>> BEGIN Material shown

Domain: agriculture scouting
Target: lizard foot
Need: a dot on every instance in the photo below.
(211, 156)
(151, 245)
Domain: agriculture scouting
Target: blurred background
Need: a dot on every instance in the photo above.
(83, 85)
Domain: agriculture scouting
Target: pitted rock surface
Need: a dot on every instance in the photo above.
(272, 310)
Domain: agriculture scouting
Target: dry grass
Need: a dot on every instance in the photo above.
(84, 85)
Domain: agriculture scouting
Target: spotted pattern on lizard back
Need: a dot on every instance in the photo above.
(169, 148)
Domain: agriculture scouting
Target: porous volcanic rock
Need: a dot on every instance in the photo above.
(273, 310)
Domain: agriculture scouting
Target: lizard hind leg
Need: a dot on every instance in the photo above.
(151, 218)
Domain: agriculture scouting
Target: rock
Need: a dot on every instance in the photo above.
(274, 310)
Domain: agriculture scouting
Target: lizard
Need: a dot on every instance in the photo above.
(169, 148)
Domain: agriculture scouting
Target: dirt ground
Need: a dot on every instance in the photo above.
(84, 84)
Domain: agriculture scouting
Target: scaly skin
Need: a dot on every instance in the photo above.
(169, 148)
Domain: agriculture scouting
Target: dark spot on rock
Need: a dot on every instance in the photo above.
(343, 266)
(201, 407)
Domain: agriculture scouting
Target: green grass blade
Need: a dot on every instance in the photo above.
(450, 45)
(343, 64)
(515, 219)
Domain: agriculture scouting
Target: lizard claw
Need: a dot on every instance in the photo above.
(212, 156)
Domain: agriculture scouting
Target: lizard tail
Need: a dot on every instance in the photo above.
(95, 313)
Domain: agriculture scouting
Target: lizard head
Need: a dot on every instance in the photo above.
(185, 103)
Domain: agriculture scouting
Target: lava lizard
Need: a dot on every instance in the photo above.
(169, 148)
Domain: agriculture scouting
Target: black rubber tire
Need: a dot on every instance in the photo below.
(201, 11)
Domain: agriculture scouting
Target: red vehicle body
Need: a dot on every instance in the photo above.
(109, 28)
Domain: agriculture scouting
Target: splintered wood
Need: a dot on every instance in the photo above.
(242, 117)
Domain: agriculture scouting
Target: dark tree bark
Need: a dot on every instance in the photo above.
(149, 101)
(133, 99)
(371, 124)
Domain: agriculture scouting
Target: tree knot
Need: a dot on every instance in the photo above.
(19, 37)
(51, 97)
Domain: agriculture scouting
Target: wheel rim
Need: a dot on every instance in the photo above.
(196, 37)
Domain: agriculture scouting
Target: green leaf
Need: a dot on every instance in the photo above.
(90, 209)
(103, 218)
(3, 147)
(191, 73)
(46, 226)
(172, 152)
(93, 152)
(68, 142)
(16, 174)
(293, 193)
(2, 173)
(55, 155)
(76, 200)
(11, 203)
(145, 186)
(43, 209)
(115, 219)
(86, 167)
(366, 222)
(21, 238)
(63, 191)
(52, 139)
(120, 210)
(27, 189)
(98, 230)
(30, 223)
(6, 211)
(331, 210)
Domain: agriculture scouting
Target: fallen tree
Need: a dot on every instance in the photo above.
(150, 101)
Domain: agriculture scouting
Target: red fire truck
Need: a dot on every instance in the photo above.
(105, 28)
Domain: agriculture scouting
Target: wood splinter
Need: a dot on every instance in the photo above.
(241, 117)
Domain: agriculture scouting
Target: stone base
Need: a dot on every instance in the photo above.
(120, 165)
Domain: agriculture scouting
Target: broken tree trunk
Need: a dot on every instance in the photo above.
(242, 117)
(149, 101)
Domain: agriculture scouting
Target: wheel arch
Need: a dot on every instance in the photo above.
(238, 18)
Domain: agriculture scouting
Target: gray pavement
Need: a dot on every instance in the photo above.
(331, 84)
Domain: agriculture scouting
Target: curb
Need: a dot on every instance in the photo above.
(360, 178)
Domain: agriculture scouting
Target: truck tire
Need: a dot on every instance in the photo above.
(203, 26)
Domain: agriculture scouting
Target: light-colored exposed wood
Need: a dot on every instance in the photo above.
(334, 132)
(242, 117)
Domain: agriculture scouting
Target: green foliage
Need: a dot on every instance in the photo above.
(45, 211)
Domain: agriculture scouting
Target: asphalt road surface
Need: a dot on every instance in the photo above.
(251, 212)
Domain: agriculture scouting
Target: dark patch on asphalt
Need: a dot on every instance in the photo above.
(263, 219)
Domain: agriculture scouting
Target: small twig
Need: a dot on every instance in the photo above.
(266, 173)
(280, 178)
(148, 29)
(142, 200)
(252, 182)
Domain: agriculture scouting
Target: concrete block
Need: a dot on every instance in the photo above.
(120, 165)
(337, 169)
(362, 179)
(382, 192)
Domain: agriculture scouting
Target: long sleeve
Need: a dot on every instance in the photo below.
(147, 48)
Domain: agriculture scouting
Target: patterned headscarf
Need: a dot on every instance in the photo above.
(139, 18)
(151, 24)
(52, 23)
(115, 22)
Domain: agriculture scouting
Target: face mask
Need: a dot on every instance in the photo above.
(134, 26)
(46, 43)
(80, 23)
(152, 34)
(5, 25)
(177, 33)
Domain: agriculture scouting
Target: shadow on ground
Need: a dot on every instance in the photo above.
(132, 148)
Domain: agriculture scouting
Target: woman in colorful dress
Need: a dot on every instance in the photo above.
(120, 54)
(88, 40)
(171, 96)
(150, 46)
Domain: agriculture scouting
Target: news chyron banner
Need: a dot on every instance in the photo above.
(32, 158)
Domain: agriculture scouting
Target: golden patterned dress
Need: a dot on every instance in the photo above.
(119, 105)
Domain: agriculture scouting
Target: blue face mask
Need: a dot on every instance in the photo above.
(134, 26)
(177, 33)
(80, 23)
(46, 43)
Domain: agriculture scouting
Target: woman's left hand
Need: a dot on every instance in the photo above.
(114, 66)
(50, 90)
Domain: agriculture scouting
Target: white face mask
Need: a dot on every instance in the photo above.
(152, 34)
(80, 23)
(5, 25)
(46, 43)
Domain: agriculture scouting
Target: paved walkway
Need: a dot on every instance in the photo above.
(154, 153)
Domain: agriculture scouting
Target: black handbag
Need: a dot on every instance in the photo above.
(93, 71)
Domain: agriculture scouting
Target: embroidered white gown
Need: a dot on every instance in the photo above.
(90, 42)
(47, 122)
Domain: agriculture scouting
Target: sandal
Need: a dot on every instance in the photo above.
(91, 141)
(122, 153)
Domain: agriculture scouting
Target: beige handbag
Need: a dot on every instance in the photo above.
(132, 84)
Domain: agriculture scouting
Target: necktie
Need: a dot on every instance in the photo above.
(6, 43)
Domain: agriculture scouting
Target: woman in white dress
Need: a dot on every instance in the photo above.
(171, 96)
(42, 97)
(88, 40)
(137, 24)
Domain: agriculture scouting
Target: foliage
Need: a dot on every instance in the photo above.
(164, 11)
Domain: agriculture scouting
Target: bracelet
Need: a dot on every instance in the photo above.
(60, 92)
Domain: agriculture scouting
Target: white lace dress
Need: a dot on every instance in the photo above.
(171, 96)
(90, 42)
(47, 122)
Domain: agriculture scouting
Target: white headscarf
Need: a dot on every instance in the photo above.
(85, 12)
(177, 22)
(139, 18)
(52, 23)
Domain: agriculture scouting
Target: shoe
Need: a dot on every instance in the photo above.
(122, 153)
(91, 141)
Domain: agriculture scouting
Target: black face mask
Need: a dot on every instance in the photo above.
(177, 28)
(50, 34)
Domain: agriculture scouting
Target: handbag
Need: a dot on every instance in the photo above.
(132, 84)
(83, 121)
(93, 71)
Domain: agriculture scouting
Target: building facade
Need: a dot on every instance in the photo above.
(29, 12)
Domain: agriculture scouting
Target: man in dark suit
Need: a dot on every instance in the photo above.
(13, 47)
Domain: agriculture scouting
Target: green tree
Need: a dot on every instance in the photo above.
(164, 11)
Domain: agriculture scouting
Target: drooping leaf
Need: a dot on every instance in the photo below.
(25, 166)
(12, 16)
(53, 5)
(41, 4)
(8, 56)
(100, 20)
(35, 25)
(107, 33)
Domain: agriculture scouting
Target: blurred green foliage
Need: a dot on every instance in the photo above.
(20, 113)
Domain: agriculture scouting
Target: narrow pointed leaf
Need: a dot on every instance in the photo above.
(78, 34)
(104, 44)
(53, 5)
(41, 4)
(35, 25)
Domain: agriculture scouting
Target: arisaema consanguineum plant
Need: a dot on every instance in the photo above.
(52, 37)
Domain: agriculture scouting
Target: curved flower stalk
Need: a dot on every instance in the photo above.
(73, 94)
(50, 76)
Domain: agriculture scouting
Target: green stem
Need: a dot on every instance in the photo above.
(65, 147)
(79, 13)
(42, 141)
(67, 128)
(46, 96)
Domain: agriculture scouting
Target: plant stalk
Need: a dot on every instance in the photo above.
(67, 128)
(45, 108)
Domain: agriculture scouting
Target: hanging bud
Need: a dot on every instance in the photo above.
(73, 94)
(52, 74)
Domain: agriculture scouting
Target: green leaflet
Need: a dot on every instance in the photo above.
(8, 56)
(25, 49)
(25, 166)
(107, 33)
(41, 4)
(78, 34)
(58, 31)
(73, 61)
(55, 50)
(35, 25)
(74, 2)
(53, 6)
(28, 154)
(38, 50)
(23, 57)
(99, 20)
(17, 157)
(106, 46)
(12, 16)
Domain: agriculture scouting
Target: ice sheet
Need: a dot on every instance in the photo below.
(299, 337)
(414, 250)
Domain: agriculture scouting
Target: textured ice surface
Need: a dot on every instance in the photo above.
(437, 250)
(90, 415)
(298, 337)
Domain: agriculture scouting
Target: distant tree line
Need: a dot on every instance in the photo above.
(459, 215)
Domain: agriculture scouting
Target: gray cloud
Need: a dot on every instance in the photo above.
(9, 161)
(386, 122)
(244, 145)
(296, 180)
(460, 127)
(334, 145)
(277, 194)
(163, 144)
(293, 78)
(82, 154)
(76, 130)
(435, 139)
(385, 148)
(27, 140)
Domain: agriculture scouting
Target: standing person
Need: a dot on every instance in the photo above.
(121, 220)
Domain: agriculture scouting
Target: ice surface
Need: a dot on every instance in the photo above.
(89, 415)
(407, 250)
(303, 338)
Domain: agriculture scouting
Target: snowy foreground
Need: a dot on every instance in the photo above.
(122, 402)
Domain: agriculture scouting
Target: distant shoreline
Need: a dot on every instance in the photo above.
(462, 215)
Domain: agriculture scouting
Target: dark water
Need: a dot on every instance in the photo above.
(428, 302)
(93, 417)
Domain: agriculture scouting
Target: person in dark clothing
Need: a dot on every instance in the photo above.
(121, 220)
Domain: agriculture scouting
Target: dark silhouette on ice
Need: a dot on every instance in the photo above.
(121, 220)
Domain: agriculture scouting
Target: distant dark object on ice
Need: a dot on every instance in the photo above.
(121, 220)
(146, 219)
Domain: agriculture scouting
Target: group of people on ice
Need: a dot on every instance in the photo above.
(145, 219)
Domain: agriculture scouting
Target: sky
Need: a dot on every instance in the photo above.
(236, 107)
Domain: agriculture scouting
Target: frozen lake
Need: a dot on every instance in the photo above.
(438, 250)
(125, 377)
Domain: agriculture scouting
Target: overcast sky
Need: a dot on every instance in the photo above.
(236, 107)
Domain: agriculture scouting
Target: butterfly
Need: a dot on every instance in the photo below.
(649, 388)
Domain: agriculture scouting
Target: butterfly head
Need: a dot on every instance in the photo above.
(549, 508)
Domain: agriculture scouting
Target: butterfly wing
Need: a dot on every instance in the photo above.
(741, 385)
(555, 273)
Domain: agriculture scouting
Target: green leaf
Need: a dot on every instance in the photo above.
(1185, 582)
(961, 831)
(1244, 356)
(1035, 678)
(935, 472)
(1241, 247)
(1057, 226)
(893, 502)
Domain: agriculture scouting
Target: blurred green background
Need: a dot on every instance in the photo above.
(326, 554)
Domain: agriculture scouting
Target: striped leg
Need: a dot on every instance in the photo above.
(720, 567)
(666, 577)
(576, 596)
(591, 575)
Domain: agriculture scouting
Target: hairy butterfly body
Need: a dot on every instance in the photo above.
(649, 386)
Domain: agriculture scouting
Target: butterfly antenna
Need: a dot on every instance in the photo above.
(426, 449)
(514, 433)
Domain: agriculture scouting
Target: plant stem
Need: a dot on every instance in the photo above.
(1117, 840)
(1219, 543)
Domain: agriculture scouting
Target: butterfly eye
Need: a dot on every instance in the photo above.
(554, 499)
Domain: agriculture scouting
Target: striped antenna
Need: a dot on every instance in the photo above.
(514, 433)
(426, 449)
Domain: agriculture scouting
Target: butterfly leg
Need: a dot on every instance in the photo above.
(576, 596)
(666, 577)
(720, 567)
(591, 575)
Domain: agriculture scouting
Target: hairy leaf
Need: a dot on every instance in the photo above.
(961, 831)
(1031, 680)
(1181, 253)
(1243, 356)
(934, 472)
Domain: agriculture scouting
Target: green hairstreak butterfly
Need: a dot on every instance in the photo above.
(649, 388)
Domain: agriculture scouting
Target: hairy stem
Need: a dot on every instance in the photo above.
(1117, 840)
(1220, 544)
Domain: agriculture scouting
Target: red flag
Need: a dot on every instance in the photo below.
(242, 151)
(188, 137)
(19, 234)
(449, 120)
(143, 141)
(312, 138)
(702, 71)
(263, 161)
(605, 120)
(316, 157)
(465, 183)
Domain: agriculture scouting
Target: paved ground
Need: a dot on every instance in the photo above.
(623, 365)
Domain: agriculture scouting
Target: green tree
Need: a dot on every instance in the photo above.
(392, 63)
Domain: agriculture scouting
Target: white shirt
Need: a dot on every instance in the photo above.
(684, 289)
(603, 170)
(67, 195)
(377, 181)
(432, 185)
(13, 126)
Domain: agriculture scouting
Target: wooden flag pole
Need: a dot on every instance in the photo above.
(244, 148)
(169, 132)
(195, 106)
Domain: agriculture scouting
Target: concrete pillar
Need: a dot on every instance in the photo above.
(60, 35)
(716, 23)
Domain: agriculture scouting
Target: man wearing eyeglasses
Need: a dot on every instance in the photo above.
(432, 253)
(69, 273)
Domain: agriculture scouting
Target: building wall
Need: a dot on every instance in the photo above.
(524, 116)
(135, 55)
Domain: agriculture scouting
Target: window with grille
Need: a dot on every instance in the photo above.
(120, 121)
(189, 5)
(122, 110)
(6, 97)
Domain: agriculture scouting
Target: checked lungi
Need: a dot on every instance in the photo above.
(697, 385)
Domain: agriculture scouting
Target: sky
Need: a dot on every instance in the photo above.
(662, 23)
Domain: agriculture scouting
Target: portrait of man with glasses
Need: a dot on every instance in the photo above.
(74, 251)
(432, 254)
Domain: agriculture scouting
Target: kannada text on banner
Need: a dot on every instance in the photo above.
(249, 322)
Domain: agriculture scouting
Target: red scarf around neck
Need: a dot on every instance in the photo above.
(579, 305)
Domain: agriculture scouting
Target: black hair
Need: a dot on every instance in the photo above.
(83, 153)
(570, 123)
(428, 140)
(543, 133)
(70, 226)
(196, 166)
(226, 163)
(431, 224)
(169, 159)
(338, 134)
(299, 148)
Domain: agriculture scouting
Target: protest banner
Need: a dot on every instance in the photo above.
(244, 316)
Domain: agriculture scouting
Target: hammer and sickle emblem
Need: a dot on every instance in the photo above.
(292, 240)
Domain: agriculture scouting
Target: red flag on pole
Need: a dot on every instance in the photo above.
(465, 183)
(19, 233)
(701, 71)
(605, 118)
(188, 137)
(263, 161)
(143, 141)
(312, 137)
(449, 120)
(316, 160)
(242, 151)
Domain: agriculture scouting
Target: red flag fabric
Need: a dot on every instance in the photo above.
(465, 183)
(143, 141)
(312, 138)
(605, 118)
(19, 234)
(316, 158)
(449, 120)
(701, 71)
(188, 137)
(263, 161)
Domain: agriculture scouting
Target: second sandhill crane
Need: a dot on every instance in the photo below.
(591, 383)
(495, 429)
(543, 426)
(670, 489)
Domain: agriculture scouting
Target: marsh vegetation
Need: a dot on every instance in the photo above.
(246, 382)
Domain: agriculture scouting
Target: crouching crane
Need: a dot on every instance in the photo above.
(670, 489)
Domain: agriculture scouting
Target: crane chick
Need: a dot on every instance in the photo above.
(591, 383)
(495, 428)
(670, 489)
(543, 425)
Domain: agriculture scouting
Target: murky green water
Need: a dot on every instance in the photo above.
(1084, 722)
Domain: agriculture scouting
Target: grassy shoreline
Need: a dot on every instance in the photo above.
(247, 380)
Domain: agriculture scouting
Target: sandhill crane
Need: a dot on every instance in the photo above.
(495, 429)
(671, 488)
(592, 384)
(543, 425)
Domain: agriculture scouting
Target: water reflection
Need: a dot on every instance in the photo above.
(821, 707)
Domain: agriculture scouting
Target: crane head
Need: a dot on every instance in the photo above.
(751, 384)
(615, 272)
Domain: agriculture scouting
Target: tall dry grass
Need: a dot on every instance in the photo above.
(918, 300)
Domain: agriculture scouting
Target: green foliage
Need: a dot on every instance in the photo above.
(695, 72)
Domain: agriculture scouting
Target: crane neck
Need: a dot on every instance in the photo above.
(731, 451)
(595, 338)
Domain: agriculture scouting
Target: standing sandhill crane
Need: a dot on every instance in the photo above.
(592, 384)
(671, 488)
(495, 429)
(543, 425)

>> END Material shown

* _Prompt_
Count the lines of the records above that contain the word "plant", matching case exactly. Reply with the number alone.

* _Expected output_
3